**Work required:** Search the records below for the string "Find" and copy each line where it turns up.

** Opening Supplied data block **

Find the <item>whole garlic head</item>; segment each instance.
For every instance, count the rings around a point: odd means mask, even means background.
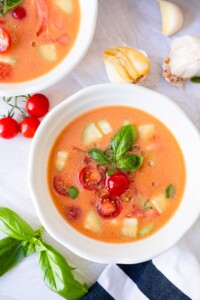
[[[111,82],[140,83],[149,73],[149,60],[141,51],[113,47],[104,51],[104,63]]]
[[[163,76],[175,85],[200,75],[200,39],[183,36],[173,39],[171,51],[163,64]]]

** Closing Supplied data block **
** Opening Supplied data block **

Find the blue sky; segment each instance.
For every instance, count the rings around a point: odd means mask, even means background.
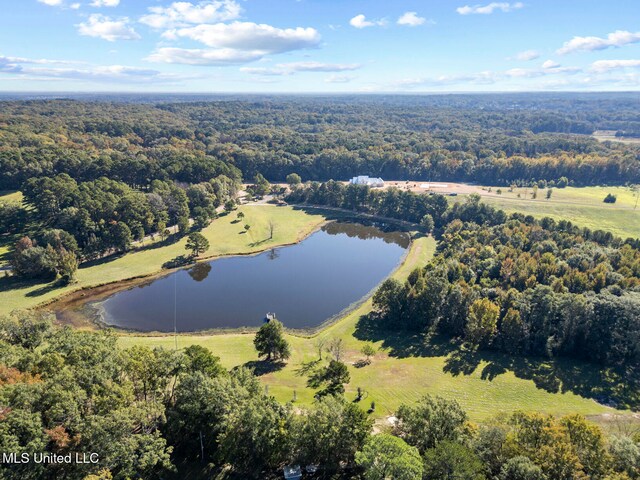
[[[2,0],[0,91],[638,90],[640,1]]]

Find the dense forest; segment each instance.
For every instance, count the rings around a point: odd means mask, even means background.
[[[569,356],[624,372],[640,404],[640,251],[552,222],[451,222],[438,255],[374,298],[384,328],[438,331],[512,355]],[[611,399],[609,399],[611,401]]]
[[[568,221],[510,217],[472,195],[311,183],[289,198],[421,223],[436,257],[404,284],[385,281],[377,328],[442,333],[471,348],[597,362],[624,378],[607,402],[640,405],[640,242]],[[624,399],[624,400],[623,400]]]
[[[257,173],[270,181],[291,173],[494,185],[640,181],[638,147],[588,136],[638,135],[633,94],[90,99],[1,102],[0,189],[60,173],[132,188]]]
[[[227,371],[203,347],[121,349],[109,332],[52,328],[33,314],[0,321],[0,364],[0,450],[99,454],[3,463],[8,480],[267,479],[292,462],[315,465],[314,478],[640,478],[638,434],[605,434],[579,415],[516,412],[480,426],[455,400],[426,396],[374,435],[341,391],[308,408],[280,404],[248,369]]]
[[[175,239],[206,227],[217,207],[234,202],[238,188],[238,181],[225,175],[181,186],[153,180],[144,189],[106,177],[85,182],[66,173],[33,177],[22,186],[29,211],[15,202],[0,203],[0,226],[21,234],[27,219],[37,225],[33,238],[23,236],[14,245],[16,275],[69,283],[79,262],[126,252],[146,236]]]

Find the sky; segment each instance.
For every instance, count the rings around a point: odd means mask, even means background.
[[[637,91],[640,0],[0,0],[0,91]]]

** Closing Supplied data block **

**Reply to the task:**
Find the <item>whole garlic head</item>; segment each instance.
Find the blue sky; segment each instance.
Find the dense forest; segment each instance.
Find the sky; segment each instance.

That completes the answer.